• 文書抜粋:
####
Administration Services

LROの管理

Oracle Essbase Administration Services Online Help

MaxL

alter database

『Oracle Essbaseテクニカル・リファレンス』

ESSCMD

PURGELINKEDOBJECTS

『Oracle Essbaseテクニカル・リファレンス』

LROのエクスポートとインポート

バックアップやデータの移行機能を向上させるために、データベース内のデータの交差からLROを一度エクスポートした後、再インポートできます。

  データベースのリンク・オブジェクトをエクスポートおよびインポートするには、次のツールを使用します:

ツール

トピック

場所

Administration Services

LROのエクスポート

LROのインポート

Oracle Essbase Administration Services Online Help

MaxL

export lro

import lro

『Oracle Essbaseテクニカル・リファレンス』
####
• 表示データ:
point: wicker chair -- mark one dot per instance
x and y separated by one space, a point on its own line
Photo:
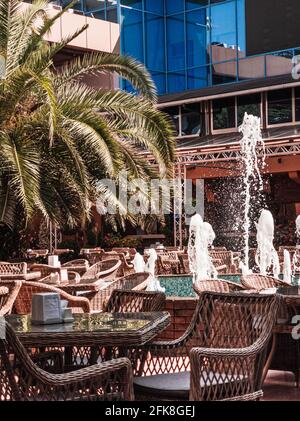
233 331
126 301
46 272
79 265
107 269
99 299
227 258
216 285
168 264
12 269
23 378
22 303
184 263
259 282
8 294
####
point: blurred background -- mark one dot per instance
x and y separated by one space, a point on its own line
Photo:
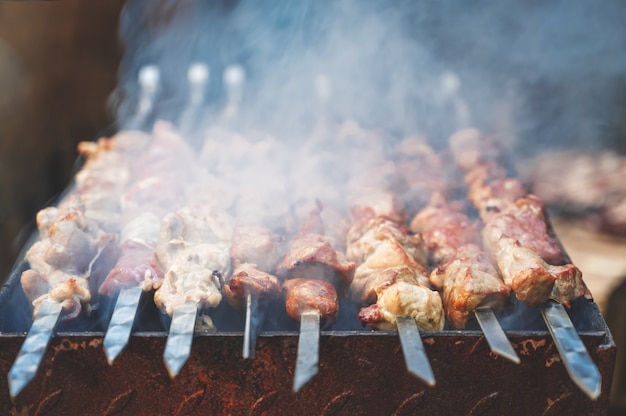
####
LROのエクスポートとインポートを説明した文書の最終行に続けて、その先を書き継ぎなさい。 記録は、この文書とは別の資料である。

ストレージ保持のためのLROファイル・サイズの制限

Essbaseでは、サーバー上のリポジトリにリンク・ファイルが保管されるため、デフォルトではサイズに制限はありません。ファイル・サイズを制限すると、ユーザーが非常に大きなオブジェクトを保管することによってサーバー・リソースが大量に消費されるのを回避できます。アプリケーションごとに、リンク・ファイルの最大サイズを設定できます。ユーザーが制限より大きいファイルをリンクしようとすると、エラー・メッセージが表示されます。

非常に小さなファイルの場合を除いてユーザーの添付を抑止するには、1を入力します。ファイル・サイズを1にすると、ユーザーは、1KB未満のセル・ノート、URLおよびファイルのみをリンクできます。

注:

最大ファイル・サイズ設定は、リンク・ファイルのみに適用され、セル・ノートやURLには影響しません。セル・ノート、URL、文字列およびLRO記述の長さは固定されています。これらのオブジェクトの最大サイズについては、制限。を参照してください。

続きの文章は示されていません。